◆ **HOW TO COMPLETE THIS TASK**:
Transcribe precisely, and only, the lines beginning at the line containing "Can you see the brown" and ending at the final line of the material below.
START PROVIDED ENTRIES
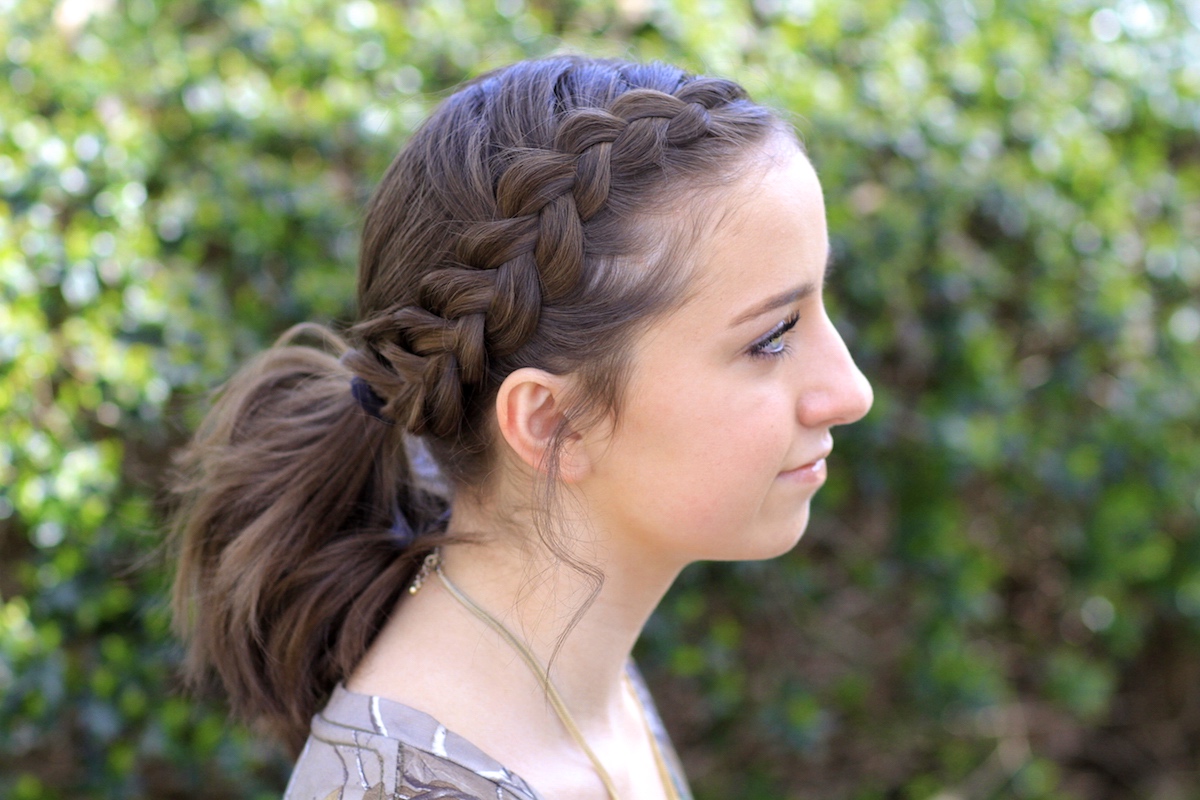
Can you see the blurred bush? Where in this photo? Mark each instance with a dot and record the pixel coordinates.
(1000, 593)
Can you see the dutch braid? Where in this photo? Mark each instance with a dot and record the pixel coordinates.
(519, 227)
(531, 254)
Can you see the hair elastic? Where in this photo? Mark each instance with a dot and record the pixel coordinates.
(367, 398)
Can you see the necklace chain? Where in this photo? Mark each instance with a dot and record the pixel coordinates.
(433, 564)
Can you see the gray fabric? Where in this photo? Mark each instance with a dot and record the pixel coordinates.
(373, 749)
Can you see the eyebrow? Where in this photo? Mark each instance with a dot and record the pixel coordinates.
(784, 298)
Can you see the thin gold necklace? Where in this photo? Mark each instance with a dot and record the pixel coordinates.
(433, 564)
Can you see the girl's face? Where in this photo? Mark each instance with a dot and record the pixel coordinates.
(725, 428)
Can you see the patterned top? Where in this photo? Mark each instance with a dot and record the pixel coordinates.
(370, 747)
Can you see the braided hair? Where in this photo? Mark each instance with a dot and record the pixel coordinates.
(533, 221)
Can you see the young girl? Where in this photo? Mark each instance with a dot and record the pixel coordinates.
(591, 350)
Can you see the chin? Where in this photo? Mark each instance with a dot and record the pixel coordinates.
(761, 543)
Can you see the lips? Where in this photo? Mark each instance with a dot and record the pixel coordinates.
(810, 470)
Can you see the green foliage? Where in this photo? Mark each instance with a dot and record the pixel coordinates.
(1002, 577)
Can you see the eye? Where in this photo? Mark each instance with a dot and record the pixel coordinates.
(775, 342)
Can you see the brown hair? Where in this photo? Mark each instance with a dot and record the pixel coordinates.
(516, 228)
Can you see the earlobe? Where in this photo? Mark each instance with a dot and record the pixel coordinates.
END PROVIDED ENTRIES
◆ **EXERCISE ANSWER**:
Can you see the brown hair? Where in this photo? Mark each instance with a dot and record the pixel coordinates.
(516, 228)
Can you see the earlobe? Where in this photo? Mark each instance with a dot and record the pixel coordinates.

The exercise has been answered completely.